**STUDY TEXT**
________________________________________
Manly-Looking Men May Have Poorer Semen Quality
WHY YOU SHOULD CARE
Because the biggest, strongest dude in the bunch might not necessarily be the most fertile.
By Melissa Pandika
Quality doesn’t always come in strong, sturdy packages — at least when it comes to sperm.
A recent study in the Journal of Evolutionary Biology bolstered earlier findings that hotter dudes have higher-quality sperm; that the little guys moved faster, and more of them looked physically normal, making it more likely that they would fertilize an egg. But here’s a twist:
Studies have shown that women tend to prefer men with attractive faces — symmetrical faces with clear skin, for example — since they might signal health and intelligence, characteristics that they can pass on to their children. But few studies have investigated whether men’s facial attractiveness could also indicate their fertility.
To find out, scientists from the University of Valencia in Spain, the University of Western Australia and other institutions asked college dudes to get down and dirty, analyzing ejaculated semen from 50 white University of Valencia students. They peered at the samples through a microscope to calculate the percentage of motile and normal-looking sperm in each, and took frontal and profile photos of each volunteer.
Manly-looking men tend to have more sex, so even if their sperm isn’t top-notch, they still stand a good chance of impregnating their mates.
________________________________________
**Saved entries**
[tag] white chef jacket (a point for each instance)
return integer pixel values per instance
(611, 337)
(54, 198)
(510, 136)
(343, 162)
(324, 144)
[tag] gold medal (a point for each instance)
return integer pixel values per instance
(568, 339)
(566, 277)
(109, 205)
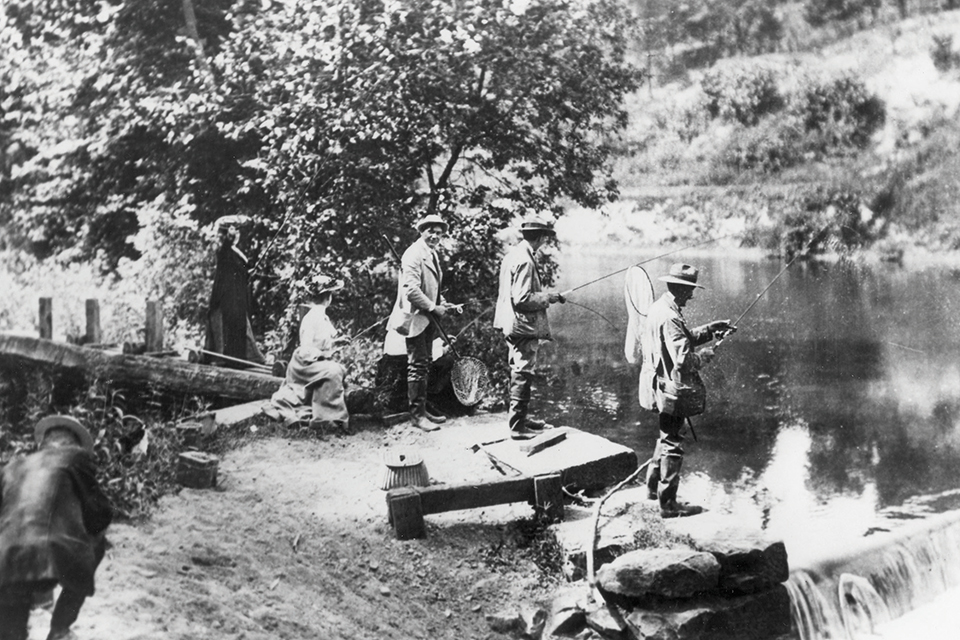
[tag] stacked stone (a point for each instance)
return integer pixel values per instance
(729, 588)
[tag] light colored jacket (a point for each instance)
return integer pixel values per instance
(521, 304)
(668, 348)
(418, 290)
(317, 332)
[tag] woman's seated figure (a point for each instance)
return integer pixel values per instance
(314, 385)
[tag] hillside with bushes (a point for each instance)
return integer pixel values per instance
(856, 129)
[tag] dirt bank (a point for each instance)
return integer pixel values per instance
(294, 543)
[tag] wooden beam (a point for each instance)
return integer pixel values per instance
(406, 506)
(94, 335)
(544, 440)
(46, 318)
(473, 495)
(166, 373)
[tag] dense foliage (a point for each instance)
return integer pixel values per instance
(330, 123)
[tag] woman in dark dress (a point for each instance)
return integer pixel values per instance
(228, 318)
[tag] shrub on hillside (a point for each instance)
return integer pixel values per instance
(821, 12)
(743, 94)
(840, 112)
(942, 53)
(775, 144)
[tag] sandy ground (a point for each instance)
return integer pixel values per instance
(294, 543)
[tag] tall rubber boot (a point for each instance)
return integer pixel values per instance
(519, 401)
(416, 393)
(670, 466)
(653, 473)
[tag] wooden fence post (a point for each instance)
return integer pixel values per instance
(46, 318)
(154, 326)
(94, 336)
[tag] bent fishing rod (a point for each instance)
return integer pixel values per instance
(770, 284)
(636, 264)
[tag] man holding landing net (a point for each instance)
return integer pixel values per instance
(670, 383)
(522, 316)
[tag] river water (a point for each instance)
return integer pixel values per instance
(832, 413)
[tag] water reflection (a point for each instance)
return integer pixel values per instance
(838, 399)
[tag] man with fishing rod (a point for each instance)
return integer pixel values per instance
(416, 311)
(521, 314)
(670, 383)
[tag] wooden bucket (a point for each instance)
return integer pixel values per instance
(197, 470)
(404, 469)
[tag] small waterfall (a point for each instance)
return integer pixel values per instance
(845, 597)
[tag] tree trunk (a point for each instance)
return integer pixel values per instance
(191, 19)
(174, 375)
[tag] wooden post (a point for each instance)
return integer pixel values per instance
(94, 336)
(548, 492)
(154, 326)
(46, 318)
(406, 513)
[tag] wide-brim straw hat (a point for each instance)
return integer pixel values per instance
(64, 422)
(321, 284)
(432, 218)
(536, 223)
(684, 274)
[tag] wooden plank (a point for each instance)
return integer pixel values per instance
(585, 460)
(154, 326)
(46, 318)
(239, 415)
(543, 441)
(167, 373)
(93, 335)
(473, 495)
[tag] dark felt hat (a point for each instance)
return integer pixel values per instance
(321, 284)
(64, 422)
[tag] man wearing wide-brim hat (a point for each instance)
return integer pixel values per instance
(53, 516)
(419, 298)
(314, 378)
(670, 362)
(521, 314)
(228, 327)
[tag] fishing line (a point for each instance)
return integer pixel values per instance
(637, 264)
(770, 284)
(594, 311)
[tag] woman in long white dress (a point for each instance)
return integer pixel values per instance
(314, 379)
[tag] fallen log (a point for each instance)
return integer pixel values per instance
________________________________________
**QUESTIONS ON THE MATERIAL**
1. Answer these from the article on semen quality:
(a) Which journal published the recent study?
(b) How many students provided semen samples?
(c) What kinds of photos were taken of each volunteer?
2. According to the article on semen quality, why do manly-looking men still stand a good chance of impregnating their mates even if their sperm isn't top-notch?
3. Reproduce the stretch of the article on semen quality from "A recent study" through "indicate their fertility.".
The saved entries have no connection to the article on semen quality.

**RESPONSES FOR EACH TASK**
1.
(a) The Journal of Evolutionary Biology.
(b) 50 white University of Valencia students.
(c) Frontal and profile photos.

2. Manly-looking men tend to have more sex. Because of that, they still stand a good chance of impregnating their mates even when their sperm quality is lower.

3.
A recent study in the Journal of Evolutionary Biology bolstered earlier findings that hotter dudes have higher-quality sperm; that the little guys moved faster, and more of them looked physically normal, making it more likely that they would fertilize an egg. But here’s a twist:
Studies have shown that women tend to prefer men with attractive faces — symmetrical faces with clear skin, for example — since they might signal health and intelligence, characteristics that they can pass on to their children. But few studies have investigated whether men’s facial attractiveness could also indicate their fertility.